TASK DIRECTIONS
Exactly as written, copy the lines that run from the start of the data below to the line containing "Target: plain backdrop", both ends included.
──────── MATERIAL FOR THIS TASK ────────
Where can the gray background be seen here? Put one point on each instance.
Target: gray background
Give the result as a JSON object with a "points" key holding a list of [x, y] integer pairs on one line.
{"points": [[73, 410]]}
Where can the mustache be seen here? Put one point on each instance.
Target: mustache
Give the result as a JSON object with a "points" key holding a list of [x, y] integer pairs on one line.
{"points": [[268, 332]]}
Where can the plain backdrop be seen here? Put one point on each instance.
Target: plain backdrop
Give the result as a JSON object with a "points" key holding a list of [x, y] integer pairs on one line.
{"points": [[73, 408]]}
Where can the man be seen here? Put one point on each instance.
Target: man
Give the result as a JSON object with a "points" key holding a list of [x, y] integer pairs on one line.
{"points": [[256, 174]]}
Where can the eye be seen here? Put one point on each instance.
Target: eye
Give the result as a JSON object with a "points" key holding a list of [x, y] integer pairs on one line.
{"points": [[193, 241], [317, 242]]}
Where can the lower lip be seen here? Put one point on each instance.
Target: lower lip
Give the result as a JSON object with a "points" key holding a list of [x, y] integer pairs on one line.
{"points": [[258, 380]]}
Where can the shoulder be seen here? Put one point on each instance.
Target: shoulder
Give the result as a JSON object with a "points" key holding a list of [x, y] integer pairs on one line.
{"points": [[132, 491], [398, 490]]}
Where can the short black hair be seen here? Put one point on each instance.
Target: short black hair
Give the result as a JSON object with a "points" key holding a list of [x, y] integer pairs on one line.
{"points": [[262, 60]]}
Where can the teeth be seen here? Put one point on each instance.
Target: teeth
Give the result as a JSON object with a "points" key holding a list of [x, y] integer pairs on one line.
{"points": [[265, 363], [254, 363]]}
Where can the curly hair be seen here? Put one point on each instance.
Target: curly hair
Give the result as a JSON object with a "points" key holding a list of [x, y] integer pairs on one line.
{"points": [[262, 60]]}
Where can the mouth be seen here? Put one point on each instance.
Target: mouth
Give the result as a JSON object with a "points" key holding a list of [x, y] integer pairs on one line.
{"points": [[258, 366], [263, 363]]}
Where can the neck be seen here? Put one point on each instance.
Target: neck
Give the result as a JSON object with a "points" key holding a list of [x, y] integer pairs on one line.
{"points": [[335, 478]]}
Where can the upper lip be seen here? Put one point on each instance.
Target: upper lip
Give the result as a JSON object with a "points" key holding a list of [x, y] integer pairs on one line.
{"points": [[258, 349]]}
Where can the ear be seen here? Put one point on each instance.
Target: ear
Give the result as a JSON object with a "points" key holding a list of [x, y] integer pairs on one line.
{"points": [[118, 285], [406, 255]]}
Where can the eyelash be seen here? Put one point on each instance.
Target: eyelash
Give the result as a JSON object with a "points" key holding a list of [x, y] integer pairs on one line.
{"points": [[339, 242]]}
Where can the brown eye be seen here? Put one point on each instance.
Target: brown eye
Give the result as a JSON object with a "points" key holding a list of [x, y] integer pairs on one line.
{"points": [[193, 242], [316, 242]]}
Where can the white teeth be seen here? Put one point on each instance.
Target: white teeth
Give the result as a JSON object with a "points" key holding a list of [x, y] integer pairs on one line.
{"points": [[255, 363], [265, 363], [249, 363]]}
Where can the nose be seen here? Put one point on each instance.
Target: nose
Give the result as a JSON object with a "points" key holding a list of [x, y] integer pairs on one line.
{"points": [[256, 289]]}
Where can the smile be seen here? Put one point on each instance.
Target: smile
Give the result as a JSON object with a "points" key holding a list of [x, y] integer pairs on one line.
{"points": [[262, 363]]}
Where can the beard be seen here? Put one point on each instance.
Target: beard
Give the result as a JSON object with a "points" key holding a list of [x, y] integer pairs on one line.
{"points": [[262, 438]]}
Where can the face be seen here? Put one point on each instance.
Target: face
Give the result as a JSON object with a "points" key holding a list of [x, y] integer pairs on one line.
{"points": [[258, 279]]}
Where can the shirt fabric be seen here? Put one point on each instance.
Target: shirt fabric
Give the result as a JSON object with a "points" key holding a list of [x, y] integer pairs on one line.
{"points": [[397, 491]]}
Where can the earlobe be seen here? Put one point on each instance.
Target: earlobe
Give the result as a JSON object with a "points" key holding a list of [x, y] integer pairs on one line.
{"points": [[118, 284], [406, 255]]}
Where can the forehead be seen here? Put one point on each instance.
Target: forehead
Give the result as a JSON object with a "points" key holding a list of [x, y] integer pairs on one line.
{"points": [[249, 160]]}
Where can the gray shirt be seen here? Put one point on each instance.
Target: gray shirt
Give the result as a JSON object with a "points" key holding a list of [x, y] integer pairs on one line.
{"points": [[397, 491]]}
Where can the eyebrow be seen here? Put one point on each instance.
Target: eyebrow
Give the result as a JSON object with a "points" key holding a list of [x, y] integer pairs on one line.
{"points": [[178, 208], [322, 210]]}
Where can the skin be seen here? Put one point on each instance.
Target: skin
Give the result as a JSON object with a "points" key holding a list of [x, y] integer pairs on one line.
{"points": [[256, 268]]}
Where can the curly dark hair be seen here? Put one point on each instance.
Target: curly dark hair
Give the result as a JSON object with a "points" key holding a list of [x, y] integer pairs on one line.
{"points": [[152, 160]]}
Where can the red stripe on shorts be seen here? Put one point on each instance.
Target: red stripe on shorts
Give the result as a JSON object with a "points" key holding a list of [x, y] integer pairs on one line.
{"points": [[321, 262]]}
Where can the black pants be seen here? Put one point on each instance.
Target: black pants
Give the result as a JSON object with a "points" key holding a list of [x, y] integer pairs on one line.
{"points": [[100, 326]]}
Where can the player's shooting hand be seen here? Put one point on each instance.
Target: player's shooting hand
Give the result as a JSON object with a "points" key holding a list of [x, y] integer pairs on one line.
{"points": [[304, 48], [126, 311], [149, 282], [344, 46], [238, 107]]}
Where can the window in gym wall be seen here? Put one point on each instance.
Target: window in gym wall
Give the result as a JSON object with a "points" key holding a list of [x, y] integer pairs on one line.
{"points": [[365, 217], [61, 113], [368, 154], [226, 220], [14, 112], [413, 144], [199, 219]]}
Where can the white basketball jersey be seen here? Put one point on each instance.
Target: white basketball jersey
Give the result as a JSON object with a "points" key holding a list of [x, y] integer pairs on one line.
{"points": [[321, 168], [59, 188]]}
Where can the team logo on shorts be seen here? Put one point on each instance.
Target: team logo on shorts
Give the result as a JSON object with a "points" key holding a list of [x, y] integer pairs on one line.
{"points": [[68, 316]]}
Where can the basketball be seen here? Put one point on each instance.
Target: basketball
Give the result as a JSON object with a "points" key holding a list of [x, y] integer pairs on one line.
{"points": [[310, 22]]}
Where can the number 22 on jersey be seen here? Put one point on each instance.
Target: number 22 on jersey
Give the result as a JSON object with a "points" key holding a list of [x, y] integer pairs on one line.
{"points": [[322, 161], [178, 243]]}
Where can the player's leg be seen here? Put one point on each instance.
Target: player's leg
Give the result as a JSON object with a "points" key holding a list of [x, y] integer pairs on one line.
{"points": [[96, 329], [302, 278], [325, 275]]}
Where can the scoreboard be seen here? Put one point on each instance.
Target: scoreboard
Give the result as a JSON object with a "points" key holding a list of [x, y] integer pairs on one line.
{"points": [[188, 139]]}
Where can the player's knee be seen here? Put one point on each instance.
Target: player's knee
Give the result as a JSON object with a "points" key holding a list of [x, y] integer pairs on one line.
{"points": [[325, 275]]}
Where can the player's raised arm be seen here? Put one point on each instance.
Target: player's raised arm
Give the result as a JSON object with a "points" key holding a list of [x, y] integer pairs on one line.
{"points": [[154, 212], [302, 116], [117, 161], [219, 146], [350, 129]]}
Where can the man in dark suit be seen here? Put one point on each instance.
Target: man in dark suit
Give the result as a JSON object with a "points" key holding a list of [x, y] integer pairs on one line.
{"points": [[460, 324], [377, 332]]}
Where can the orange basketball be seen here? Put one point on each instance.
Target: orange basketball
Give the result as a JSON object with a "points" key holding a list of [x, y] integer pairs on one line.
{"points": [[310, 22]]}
────────
ANSWER BOX
Where can the gray background be seen here? Put one point on each instance.
Target: gray background
Give the result as a JSON object with a "points" key holding a list of [x, y] integer pairs on one line.
{"points": [[73, 410]]}
Where can the mustache be seen here? Put one point on each instance.
Target: mustache
Give the result as a JSON object with a "points" key holding a list of [x, y] integer pairs on one line.
{"points": [[268, 332]]}
Where can the plain backdrop be seen here? Put one point on each instance.
Target: plain backdrop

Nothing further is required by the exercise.